WORK ORDER: Exact copies of all entries are expected.

(Segmentation mask data)
==*==

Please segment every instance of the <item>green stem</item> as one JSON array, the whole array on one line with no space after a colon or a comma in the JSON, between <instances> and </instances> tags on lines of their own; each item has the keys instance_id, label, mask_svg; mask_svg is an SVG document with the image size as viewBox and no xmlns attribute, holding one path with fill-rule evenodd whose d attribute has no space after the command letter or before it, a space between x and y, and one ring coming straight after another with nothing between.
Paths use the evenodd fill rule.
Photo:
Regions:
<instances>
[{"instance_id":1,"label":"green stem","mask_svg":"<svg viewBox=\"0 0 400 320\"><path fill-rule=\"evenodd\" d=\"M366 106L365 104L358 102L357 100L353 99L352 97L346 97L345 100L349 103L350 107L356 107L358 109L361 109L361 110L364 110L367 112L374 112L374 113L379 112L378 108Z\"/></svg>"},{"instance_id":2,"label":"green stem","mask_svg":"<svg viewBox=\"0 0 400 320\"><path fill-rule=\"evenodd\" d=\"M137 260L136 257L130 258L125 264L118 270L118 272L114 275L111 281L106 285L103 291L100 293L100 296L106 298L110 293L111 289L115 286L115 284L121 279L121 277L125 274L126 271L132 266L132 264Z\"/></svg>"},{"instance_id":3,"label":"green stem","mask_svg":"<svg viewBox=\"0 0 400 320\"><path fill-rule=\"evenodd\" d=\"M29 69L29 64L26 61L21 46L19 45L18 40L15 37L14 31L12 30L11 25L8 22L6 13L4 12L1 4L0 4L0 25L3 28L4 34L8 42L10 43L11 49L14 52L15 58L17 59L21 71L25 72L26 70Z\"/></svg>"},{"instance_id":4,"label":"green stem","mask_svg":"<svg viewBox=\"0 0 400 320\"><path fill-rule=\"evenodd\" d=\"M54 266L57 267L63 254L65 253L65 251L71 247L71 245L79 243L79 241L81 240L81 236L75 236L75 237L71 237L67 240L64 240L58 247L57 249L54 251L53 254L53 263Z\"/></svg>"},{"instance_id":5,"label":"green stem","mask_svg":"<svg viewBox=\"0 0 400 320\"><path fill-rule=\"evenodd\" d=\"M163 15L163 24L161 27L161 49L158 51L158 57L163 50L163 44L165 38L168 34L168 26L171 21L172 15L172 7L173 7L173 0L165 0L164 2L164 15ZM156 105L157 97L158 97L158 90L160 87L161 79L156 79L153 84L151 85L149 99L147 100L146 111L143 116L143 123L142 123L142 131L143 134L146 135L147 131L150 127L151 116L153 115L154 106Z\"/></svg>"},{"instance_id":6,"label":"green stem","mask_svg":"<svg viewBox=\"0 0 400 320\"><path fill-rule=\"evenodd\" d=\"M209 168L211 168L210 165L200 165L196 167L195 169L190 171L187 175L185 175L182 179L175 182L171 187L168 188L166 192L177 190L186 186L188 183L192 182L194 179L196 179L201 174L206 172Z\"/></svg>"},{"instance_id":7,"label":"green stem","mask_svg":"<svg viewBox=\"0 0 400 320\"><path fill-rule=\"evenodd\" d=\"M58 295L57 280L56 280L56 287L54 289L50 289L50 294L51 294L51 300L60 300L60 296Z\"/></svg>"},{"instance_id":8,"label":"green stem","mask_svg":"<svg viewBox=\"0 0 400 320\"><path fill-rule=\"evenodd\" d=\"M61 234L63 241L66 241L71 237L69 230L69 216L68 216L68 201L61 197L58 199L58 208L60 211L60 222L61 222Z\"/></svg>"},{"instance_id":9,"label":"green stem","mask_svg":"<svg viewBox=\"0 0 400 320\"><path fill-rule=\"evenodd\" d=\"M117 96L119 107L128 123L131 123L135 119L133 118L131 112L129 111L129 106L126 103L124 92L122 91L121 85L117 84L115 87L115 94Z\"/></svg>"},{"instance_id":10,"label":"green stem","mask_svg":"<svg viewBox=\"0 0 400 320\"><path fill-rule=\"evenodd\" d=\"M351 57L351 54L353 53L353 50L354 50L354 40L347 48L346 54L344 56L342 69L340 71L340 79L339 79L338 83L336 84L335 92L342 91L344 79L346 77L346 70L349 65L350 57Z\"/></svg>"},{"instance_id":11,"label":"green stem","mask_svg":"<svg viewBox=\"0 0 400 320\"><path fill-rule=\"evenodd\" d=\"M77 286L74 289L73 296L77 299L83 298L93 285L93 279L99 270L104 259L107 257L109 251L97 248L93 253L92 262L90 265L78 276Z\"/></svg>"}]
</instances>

==*==

ANSWER SECTION:
Please segment every instance of the <item>green stem</item> as one JSON array, the whole array on one line with no space after a colon or a comma in the JSON, between <instances> and </instances> tags on lines of their own; each item has the keys instance_id, label, mask_svg; mask_svg is an SVG document with the image size as viewBox and no xmlns attribute, holding one path with fill-rule evenodd whose d attribute has no space after the command letter or before it, a space between x and y, and one ring coming straight after another with nothing between.
Paths use the evenodd fill rule.
Photo:
Regions:
<instances>
[{"instance_id":1,"label":"green stem","mask_svg":"<svg viewBox=\"0 0 400 320\"><path fill-rule=\"evenodd\" d=\"M366 106L365 104L358 102L357 100L353 99L352 97L346 97L345 100L349 103L350 107L356 107L358 109L361 109L361 110L364 110L367 112L374 112L374 113L379 112L378 108Z\"/></svg>"},{"instance_id":2,"label":"green stem","mask_svg":"<svg viewBox=\"0 0 400 320\"><path fill-rule=\"evenodd\" d=\"M137 260L136 257L130 258L125 264L118 270L118 272L114 275L111 281L106 285L103 291L100 293L100 296L106 298L110 293L111 289L115 286L115 284L121 279L121 277L125 274L126 271L132 266L132 264Z\"/></svg>"},{"instance_id":3,"label":"green stem","mask_svg":"<svg viewBox=\"0 0 400 320\"><path fill-rule=\"evenodd\" d=\"M29 69L29 64L26 61L21 46L19 45L18 40L15 37L14 31L12 30L11 25L8 22L6 13L4 12L1 4L0 4L0 25L3 28L4 34L8 42L10 43L11 49L14 52L15 58L17 59L21 71L25 72L26 70Z\"/></svg>"},{"instance_id":4,"label":"green stem","mask_svg":"<svg viewBox=\"0 0 400 320\"><path fill-rule=\"evenodd\" d=\"M54 266L57 267L63 254L65 253L65 251L71 247L71 245L79 243L79 241L81 240L81 236L75 236L75 237L71 237L67 240L64 240L58 247L57 249L54 251L53 254L53 263Z\"/></svg>"},{"instance_id":5,"label":"green stem","mask_svg":"<svg viewBox=\"0 0 400 320\"><path fill-rule=\"evenodd\" d=\"M163 15L163 24L161 27L161 49L158 51L158 57L163 50L163 44L165 38L168 34L168 26L171 21L172 15L172 7L173 7L173 0L165 0L164 2L164 15ZM156 105L157 97L158 97L158 90L160 87L161 79L156 79L153 84L151 85L149 99L147 100L146 111L143 116L143 123L142 123L142 131L143 134L146 135L147 131L150 127L151 116L153 115L154 106Z\"/></svg>"},{"instance_id":6,"label":"green stem","mask_svg":"<svg viewBox=\"0 0 400 320\"><path fill-rule=\"evenodd\" d=\"M209 168L211 168L210 165L200 165L196 167L195 169L190 171L187 175L185 175L182 179L175 182L171 187L168 188L166 192L177 190L186 186L188 183L192 182L194 179L196 179L201 174L206 172Z\"/></svg>"},{"instance_id":7,"label":"green stem","mask_svg":"<svg viewBox=\"0 0 400 320\"><path fill-rule=\"evenodd\" d=\"M58 295L57 280L56 280L56 287L54 289L50 289L50 294L51 294L51 300L60 300L60 296Z\"/></svg>"},{"instance_id":8,"label":"green stem","mask_svg":"<svg viewBox=\"0 0 400 320\"><path fill-rule=\"evenodd\" d=\"M61 234L63 241L66 241L71 237L69 230L69 216L68 216L68 201L61 197L58 199L58 208L60 211L60 222L61 222Z\"/></svg>"},{"instance_id":9,"label":"green stem","mask_svg":"<svg viewBox=\"0 0 400 320\"><path fill-rule=\"evenodd\" d=\"M117 96L119 107L128 123L131 123L135 119L133 118L131 112L129 111L129 106L126 103L124 92L122 91L121 85L117 84L115 87L115 94Z\"/></svg>"},{"instance_id":10,"label":"green stem","mask_svg":"<svg viewBox=\"0 0 400 320\"><path fill-rule=\"evenodd\" d=\"M351 57L351 54L353 53L353 50L354 50L354 40L347 48L346 54L344 56L342 69L340 71L340 79L339 79L338 83L336 84L335 92L342 91L344 79L346 77L346 70L349 65L350 57Z\"/></svg>"},{"instance_id":11,"label":"green stem","mask_svg":"<svg viewBox=\"0 0 400 320\"><path fill-rule=\"evenodd\" d=\"M77 286L74 289L73 296L77 299L83 298L93 285L93 279L99 270L104 259L107 257L109 251L97 248L93 253L92 262L90 265L78 276Z\"/></svg>"}]
</instances>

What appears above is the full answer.